▶ **DIRECTIONS**
Write out exactly the lines of the entries below, from the first through the line containing "sample | <point>310,28</point>", and nothing beyond them.

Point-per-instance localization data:
---+---

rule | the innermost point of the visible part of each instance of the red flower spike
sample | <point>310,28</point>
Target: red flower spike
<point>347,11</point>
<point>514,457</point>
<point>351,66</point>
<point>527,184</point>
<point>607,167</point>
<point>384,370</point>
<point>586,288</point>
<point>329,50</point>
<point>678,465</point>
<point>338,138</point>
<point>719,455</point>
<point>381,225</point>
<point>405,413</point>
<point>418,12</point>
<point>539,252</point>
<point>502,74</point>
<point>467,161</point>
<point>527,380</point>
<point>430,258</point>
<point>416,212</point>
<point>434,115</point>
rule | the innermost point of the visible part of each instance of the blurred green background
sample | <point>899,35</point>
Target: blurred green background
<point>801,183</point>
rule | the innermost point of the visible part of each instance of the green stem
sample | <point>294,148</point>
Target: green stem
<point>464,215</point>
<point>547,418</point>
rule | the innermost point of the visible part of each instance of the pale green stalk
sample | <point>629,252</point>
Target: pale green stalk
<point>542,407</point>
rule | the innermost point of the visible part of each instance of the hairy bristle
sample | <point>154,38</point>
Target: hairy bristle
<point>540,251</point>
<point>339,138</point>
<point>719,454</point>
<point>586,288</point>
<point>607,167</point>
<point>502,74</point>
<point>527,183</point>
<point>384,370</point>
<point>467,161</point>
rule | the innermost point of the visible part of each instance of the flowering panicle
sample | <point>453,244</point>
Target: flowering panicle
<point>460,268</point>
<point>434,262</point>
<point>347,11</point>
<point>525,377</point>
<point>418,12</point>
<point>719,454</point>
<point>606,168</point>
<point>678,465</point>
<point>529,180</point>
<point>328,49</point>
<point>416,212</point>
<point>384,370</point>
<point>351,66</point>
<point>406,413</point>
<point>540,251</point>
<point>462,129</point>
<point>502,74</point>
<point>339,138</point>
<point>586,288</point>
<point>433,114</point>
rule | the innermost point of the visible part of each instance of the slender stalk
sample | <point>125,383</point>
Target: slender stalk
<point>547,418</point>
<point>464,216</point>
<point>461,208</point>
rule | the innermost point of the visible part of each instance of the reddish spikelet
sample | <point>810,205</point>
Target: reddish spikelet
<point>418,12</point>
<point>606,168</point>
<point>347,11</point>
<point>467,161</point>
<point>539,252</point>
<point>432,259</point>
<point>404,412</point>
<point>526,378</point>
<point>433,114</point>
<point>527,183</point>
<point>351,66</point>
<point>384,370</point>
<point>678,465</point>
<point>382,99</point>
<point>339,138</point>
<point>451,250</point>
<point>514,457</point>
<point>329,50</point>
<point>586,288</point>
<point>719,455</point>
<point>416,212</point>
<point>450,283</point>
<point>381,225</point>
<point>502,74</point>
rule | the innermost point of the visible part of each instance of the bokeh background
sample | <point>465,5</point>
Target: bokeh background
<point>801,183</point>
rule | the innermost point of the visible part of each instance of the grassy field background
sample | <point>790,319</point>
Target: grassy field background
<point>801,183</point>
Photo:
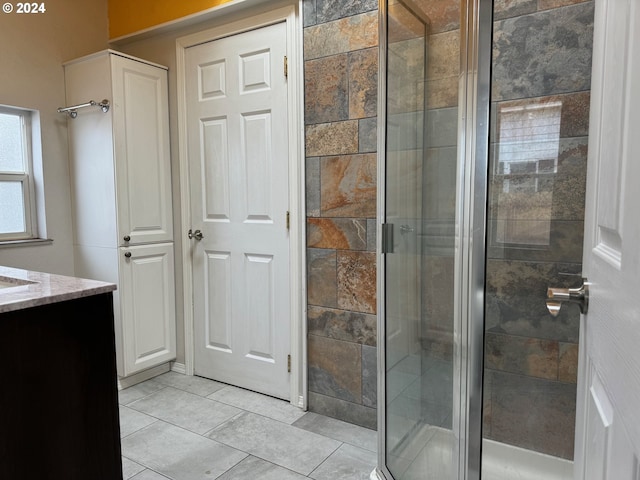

---+---

▶ **ANSWER BOX**
rule | the innermost point of the visible part of each instance of the red flower spike
sample | <point>310,28</point>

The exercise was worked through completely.